[Location labeling records]
┌──

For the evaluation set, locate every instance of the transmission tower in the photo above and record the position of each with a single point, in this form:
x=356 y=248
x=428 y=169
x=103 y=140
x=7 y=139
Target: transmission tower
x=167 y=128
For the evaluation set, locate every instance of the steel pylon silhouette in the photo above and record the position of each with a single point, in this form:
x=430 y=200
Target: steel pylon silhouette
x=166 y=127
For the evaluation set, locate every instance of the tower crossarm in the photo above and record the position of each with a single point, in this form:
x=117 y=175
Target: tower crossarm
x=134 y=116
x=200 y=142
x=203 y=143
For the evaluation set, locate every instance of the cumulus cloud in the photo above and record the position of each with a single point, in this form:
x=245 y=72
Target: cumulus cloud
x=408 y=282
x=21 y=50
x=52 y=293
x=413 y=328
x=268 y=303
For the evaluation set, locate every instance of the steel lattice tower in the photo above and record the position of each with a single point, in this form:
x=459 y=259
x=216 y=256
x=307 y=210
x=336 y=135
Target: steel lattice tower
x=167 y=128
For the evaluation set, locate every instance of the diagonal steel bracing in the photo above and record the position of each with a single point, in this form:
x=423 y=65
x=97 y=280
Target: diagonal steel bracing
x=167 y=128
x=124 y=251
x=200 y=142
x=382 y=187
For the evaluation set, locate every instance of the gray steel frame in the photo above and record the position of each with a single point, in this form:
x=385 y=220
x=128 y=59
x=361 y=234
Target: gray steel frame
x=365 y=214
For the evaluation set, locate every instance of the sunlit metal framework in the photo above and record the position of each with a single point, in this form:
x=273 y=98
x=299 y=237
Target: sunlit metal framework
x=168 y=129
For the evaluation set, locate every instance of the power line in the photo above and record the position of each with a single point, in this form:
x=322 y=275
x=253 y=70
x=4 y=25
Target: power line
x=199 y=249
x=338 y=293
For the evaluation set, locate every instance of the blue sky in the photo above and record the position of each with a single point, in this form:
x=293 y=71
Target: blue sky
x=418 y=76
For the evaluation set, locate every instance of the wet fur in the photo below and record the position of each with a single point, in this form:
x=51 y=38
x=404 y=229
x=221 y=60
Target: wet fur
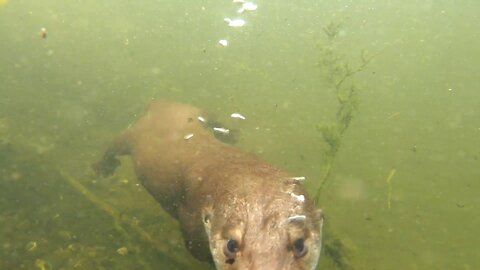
x=219 y=193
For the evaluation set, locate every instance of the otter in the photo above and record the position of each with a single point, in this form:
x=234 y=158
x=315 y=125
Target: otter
x=234 y=209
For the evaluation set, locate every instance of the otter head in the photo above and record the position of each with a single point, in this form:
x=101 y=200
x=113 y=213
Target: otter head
x=264 y=230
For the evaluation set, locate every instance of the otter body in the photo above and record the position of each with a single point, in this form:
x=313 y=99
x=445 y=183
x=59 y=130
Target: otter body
x=233 y=208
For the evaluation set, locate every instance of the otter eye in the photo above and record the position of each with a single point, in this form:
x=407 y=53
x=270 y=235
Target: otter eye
x=230 y=250
x=299 y=248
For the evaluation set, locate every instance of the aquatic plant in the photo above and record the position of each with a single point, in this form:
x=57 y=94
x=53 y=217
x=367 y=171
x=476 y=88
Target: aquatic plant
x=338 y=73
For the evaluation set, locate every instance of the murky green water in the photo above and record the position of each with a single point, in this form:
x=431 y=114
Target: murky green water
x=66 y=90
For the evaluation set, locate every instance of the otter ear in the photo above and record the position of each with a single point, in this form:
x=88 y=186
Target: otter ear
x=207 y=219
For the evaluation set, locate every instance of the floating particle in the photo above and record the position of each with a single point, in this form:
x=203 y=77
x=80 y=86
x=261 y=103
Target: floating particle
x=31 y=246
x=297 y=218
x=247 y=6
x=188 y=136
x=235 y=22
x=221 y=130
x=223 y=42
x=300 y=198
x=43 y=33
x=202 y=119
x=237 y=115
x=122 y=251
x=299 y=178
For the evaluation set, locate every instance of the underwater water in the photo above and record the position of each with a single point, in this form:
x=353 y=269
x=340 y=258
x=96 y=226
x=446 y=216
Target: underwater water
x=377 y=102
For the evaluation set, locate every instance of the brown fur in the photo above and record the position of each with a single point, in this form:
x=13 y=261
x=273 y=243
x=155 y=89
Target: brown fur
x=219 y=193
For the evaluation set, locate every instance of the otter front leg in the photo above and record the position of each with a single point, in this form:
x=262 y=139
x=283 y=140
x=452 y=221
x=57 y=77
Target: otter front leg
x=119 y=147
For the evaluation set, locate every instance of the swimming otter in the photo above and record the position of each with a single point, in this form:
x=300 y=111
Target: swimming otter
x=233 y=208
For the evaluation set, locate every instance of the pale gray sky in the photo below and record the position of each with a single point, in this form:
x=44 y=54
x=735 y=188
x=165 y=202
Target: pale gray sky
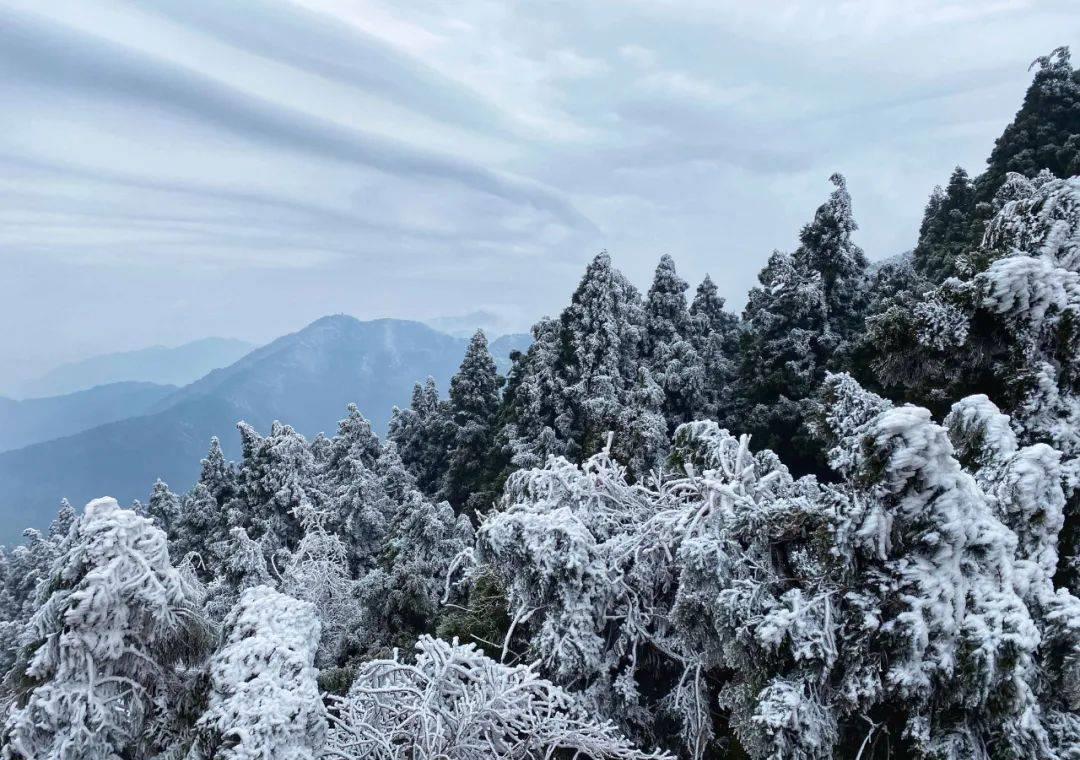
x=177 y=168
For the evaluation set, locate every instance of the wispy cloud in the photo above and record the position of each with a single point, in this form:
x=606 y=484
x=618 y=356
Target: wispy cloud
x=267 y=161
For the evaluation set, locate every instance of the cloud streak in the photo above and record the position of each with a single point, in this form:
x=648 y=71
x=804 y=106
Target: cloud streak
x=186 y=167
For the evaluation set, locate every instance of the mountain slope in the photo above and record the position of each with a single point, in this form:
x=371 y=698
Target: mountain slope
x=35 y=420
x=305 y=379
x=166 y=366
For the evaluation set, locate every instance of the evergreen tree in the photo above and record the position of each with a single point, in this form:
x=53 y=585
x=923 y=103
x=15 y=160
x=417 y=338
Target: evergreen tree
x=422 y=436
x=277 y=475
x=264 y=699
x=781 y=358
x=827 y=250
x=806 y=316
x=945 y=236
x=669 y=351
x=473 y=411
x=714 y=334
x=96 y=669
x=603 y=335
x=536 y=408
x=401 y=597
x=218 y=476
x=360 y=507
x=1045 y=132
x=164 y=509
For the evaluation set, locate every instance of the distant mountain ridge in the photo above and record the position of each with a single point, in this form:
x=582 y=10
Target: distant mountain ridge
x=158 y=364
x=35 y=420
x=305 y=379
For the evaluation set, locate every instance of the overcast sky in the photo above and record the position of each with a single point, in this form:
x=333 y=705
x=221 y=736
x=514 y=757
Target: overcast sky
x=177 y=168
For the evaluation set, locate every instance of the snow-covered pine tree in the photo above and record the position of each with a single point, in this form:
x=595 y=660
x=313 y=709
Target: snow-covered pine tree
x=536 y=411
x=472 y=465
x=826 y=248
x=97 y=666
x=264 y=699
x=714 y=334
x=670 y=353
x=781 y=358
x=361 y=509
x=164 y=509
x=603 y=335
x=22 y=572
x=277 y=475
x=454 y=702
x=318 y=572
x=243 y=566
x=401 y=596
x=218 y=476
x=807 y=312
x=1045 y=132
x=422 y=435
x=945 y=235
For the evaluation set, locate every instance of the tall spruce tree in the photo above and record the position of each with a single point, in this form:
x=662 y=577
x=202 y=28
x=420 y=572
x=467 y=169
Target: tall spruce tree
x=670 y=353
x=714 y=334
x=97 y=667
x=536 y=415
x=1045 y=132
x=808 y=308
x=473 y=411
x=421 y=434
x=946 y=233
x=603 y=336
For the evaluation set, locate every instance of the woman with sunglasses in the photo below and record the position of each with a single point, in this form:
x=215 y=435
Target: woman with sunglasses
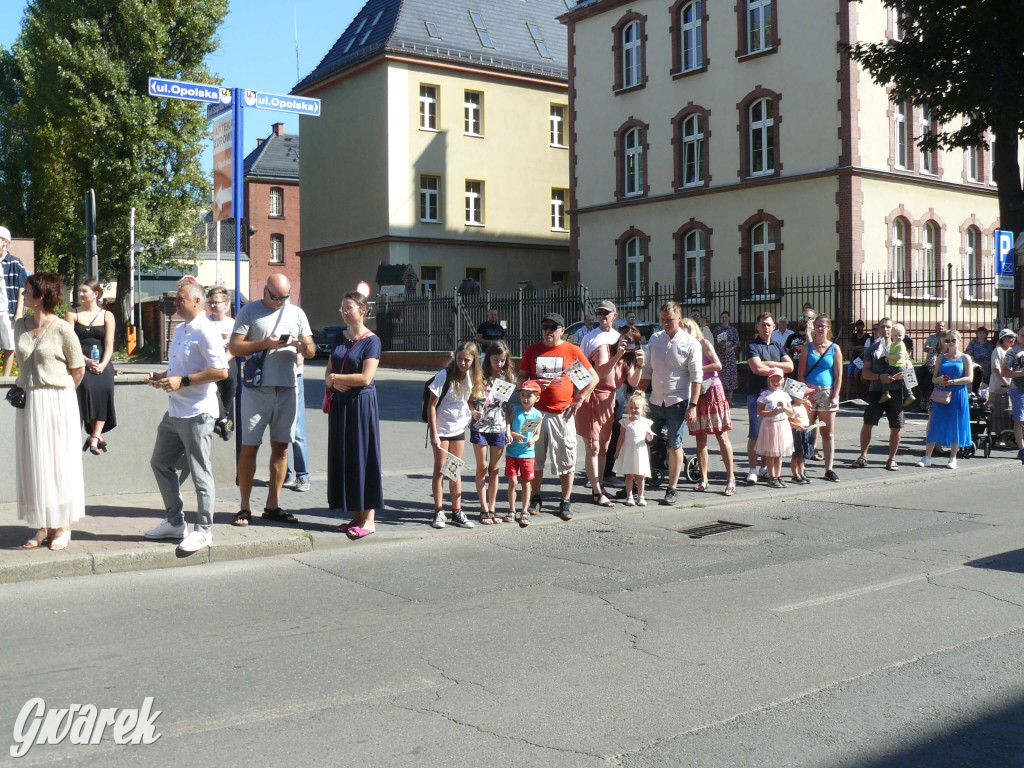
x=950 y=422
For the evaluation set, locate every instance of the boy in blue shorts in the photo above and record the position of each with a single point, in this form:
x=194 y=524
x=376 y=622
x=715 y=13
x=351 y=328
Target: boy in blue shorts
x=525 y=430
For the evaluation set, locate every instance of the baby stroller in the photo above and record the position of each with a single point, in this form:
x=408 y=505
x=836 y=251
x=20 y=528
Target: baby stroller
x=659 y=461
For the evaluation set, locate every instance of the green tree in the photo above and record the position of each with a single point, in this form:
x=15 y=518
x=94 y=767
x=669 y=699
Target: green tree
x=75 y=115
x=965 y=60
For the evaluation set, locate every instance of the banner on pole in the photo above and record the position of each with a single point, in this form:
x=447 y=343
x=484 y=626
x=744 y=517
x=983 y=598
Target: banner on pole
x=222 y=169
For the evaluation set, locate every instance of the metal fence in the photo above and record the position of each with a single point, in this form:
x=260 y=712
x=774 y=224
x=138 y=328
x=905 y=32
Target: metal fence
x=439 y=323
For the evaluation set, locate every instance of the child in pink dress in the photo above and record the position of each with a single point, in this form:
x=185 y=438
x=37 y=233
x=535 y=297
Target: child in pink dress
x=775 y=437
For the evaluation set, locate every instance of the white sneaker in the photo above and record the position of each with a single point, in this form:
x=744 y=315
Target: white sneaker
x=197 y=541
x=167 y=530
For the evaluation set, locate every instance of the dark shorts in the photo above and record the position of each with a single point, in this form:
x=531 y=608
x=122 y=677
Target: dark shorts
x=803 y=443
x=893 y=410
x=495 y=439
x=674 y=417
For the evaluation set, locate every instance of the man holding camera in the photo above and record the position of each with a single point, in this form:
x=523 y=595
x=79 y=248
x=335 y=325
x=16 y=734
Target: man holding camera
x=271 y=333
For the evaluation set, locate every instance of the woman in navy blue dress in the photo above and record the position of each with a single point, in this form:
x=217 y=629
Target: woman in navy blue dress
x=353 y=448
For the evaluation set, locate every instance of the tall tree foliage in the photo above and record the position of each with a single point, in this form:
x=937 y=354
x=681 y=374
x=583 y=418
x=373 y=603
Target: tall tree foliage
x=966 y=61
x=75 y=115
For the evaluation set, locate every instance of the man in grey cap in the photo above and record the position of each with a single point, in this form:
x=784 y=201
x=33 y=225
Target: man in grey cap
x=546 y=361
x=12 y=280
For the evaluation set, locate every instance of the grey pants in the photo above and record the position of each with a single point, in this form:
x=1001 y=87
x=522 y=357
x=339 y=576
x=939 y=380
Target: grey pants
x=188 y=439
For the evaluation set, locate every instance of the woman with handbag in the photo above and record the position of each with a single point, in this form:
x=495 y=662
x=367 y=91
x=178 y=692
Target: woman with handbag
x=353 y=448
x=714 y=416
x=50 y=482
x=950 y=422
x=821 y=368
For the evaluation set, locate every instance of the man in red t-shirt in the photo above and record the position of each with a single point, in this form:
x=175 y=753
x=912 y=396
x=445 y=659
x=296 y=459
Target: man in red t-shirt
x=546 y=361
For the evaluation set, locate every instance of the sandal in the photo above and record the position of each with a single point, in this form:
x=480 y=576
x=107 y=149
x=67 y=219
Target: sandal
x=41 y=539
x=279 y=515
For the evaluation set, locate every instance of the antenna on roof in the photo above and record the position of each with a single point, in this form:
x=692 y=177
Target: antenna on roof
x=298 y=76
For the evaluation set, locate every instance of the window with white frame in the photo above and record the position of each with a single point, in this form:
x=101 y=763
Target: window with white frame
x=558 y=210
x=973 y=163
x=972 y=262
x=691 y=36
x=474 y=203
x=762 y=137
x=633 y=162
x=631 y=54
x=481 y=30
x=693 y=264
x=693 y=151
x=900 y=270
x=428 y=108
x=276 y=202
x=430 y=190
x=930 y=250
x=473 y=108
x=762 y=247
x=902 y=129
x=926 y=127
x=758 y=26
x=634 y=258
x=557 y=121
x=276 y=249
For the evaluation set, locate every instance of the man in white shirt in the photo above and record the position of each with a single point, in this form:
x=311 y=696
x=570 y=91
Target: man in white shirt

└──

EXERCISE REQUIREMENTS:
Lay out the records as a Markdown table with a "Row" column that numbers each line and a "Line" column that holds it, starting at the line that contains "For the evaluation set, locate every instance of the tall spruce" and stopping after the line that contains "x=775 y=437", with blank lines skipped. Leave the pictures out.

REPLY:
| Row | Line |
|---|---|
| 1 | For the evaluation set, locate every instance of the tall spruce tree in the photo above and record the position of each with a single point, in this form: |
| 2 | x=662 y=577 |
| 3 | x=202 y=28 |
| 4 | x=420 y=572 |
| 5 | x=467 y=169 |
| 6 | Target: tall spruce tree |
| 7 | x=670 y=353 |
| 8 | x=714 y=334 |
| 9 | x=97 y=667 |
| 10 | x=536 y=415 |
| 11 | x=1045 y=132 |
| 12 | x=808 y=308 |
| 13 | x=473 y=411 |
| 14 | x=421 y=434 |
| 15 | x=946 y=233 |
| 16 | x=603 y=336 |
| 17 | For the evaluation set, locate every instance of the woman with sunglasses in the photo below and record the position of each with a single point, in this form: |
| 18 | x=215 y=435 |
| 19 | Target: woman with sunglasses |
| 20 | x=950 y=422 |
| 21 | For the evaluation set, locate every instance of the boy in blue shorts in the photo above and record the position of each with a single point, in this form: |
| 22 | x=194 y=524 |
| 23 | x=376 y=622 |
| 24 | x=715 y=13 |
| 25 | x=351 y=328 |
| 26 | Target: boy in blue shorts |
| 27 | x=525 y=430 |
| 28 | For the evaluation set, locate every instance of the baby stroller in the photo above and record the position of each with a single point, in this form: |
| 29 | x=408 y=505 |
| 30 | x=836 y=251 |
| 31 | x=20 y=528 |
| 32 | Target: baby stroller |
| 33 | x=659 y=461 |
| 34 | For the evaluation set, locate every instance of the green tree in the photo above and record the position of each with a single point, in this form: |
| 35 | x=15 y=518 |
| 36 | x=94 y=767 |
| 37 | x=669 y=699 |
| 38 | Target: green tree |
| 39 | x=75 y=115 |
| 40 | x=965 y=60 |
| 41 | For the evaluation set, locate every instance of the banner on pole in the photo above and record the position of each with a single point, in this form: |
| 42 | x=447 y=343 |
| 43 | x=484 y=626 |
| 44 | x=744 y=517 |
| 45 | x=983 y=598 |
| 46 | Target: banner on pole |
| 47 | x=222 y=169 |
| 48 | For the evaluation set, locate every instance of the metal fence in the photo above and record the position of each with a single point, in this form: |
| 49 | x=260 y=712 |
| 50 | x=774 y=224 |
| 51 | x=138 y=328 |
| 52 | x=905 y=32 |
| 53 | Target: metal fence |
| 54 | x=439 y=323 |
| 55 | For the evaluation set, locate every instance of the child in pink dress in the photo above and record the position of each with a single point, in this form: |
| 56 | x=185 y=438 |
| 57 | x=37 y=233 |
| 58 | x=535 y=297 |
| 59 | Target: child in pink dress |
| 60 | x=775 y=437 |